Excerpt to read -

========================================

HC Deb 02 May 2000 vol 349 cc2-7
1. Mr. Owen Paterson (North Shropshire)

If he will make a statement on waiting times for surgery during the period from November 1999 to February 2000. [119054]

The Secretary of State for Health (Mr. Alan Milburn)

Average waiting times for operations are now lower than when we came to office. The waiting list figures for December and January reflect the fact that, as planned, the national health service gave priority to emergency cases. Waiting lists fell again in February and we remain on track to achieve our manifesto commitment to reduce waiting lists by 100,000 from the level that we inherited.

Mr. Paterson

In February, the Secretary of State said that he would eat his hat if priorities in Shropshire were different from those in previous winters. Dr. Ian Rummens, secretary of the local medical committee, has written to me with numerous cases, some of which show that at times no beds at all were free in Shropshire this winter, even though there was less flu than usual. Even heart attack patients were turned away. Given this, will the Secretary of State please apologise, investigate these cases and go to a public place and eat his hat in penance?

Mr. Milburn

As I said to the hon. Gentleman at the time, I do not normally wear a hat—probably just as well. As for his allegation, he is simply wrong. He knows fine well that this year, just as in previous years, the NHS did the right thing. It put emergency cases first, and if that meant cancelling elective work that was the right thing to do. It was not a distortion of clinical priorities, but the right clinical priorities. It is the hon. Gentleman who should withdraw his allegation, not the Government.

Fiona Mactaggart (Slough)

I was pleased to welcome the Secretary of State to Wexham Park hospital in my constituency this morning. Will my right hon. Friend use this opportunity publicly to congratulate the hospital on reducing by 1,700 the number of people waiting over the past two years, and on ensuring that three quarters of patients are treated within three months? Can he keep giving that hospital the resources that will enable it to modernise and to continue its good work?

Mr. Milburn

I am very pleased to join my hon. Friend in welcoming the excellent work that is undertaken at Wexham Park hospital. I had the pleasure of visiting the hospital this morning with her and my right hon. Friend the Prime Minister. I pay tribute to the work that my hon. Friend does with the hospital and, indeed, with the local trust and the broader local health community. The hospital is achieving results on the basis of a clear foundation of partnership between clinicians and managers and on the basis of the extra resources that we are investing in the national health service. I give my hon. Friend this undertaking: we will continue to invest those resources year on year to give patients the sort of modern, dependable health care that they deserve.

Mrs. Caroline Spelman (Meriden)

What does the Secretary of State have to say to the widow of Bill Fox, who died, aged only 62, following a heart attack during the period referred to in this question? Sheffield health authority told him that there was no money to find the replacement for his outdated heart valve, but failed to warn him of the risk that such a delay might cause, or to give him the possibility of going privately, which might have saved his life.

========================================

Work request A -
In the Commons exchange on surgery waiting times, by how much did Fiona Mactaggart say Wexham Park hospital had cut the number of people waiting over the past two years?
Work request B -
Using the Commons exchange on surgery waiting times, explain why Mr. Milburn defended the December and January waiting list figures.

Information shown -
========================================

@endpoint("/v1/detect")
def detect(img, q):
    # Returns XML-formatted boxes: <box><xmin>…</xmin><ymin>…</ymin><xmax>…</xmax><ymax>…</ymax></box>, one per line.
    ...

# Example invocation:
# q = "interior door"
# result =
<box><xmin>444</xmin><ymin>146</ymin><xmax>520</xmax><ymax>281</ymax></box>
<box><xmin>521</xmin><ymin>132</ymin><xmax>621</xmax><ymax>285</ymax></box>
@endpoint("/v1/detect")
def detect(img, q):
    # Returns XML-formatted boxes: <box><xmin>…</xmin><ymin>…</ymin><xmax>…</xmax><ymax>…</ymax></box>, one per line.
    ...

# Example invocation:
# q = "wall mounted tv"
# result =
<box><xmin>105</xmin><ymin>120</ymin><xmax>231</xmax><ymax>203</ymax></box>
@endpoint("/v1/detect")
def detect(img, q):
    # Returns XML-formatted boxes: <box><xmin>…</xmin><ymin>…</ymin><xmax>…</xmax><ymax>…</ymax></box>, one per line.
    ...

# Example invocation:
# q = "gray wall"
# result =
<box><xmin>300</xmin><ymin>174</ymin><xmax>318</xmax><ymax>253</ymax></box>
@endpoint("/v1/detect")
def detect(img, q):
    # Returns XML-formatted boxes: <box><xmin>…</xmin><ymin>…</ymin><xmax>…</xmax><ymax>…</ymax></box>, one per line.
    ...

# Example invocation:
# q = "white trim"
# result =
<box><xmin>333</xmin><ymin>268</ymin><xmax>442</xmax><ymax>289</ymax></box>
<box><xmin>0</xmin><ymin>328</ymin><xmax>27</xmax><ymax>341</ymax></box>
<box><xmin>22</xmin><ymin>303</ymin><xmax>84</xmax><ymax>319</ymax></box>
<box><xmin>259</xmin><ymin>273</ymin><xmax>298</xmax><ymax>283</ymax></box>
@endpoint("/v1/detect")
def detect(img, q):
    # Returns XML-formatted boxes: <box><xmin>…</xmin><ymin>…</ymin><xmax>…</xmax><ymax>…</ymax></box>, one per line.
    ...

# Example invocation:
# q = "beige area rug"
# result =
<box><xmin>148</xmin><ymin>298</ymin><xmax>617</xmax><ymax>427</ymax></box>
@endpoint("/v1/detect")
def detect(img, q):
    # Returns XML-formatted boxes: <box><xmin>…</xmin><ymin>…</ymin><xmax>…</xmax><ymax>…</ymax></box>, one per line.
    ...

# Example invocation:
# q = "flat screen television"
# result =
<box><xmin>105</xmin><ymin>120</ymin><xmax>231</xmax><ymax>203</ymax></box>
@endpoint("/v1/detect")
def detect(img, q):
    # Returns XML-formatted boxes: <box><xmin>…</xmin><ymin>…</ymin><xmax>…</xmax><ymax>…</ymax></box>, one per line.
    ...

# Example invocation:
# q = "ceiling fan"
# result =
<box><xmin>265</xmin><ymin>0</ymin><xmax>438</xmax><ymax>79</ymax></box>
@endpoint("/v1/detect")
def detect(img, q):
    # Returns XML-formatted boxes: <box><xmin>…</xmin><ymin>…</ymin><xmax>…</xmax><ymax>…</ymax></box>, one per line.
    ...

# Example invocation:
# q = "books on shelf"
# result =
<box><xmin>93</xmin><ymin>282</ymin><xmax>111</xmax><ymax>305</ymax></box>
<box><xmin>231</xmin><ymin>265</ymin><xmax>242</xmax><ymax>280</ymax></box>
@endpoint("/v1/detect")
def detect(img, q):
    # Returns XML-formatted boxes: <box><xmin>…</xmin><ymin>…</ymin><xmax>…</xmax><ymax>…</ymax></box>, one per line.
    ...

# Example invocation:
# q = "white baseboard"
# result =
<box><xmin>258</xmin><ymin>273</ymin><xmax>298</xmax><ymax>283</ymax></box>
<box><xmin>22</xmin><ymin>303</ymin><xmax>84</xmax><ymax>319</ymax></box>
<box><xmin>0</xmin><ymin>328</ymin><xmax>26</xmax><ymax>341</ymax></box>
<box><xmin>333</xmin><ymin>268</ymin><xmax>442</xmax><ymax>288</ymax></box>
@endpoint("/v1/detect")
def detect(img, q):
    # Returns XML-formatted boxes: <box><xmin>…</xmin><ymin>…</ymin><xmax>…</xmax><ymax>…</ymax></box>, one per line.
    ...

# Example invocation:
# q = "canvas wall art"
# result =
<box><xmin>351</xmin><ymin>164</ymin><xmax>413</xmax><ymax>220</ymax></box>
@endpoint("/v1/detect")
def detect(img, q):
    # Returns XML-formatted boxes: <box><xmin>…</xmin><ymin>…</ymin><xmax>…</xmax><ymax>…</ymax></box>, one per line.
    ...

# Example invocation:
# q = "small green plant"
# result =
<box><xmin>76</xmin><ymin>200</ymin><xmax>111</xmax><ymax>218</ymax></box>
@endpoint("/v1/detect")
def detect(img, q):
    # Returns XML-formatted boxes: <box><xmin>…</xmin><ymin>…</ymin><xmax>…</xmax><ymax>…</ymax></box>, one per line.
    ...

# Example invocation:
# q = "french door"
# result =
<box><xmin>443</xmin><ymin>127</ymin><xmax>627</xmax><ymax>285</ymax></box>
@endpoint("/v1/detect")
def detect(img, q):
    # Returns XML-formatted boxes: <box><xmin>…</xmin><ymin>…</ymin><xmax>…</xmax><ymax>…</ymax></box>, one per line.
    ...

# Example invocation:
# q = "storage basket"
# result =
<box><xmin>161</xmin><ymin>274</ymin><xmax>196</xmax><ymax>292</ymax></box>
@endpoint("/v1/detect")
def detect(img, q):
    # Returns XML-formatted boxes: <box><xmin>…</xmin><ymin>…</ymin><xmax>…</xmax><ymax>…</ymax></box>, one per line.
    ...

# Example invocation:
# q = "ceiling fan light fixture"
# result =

========================================

Answer section A -
By 1,700 people.

Answer section B -
He said those figures reflected the NHS giving priority to emergency cases, as planned. Putting emergency cases first was the right thing to do, even if it meant cancelling elective work, because those were the right clinical priorities and not a distortion of them.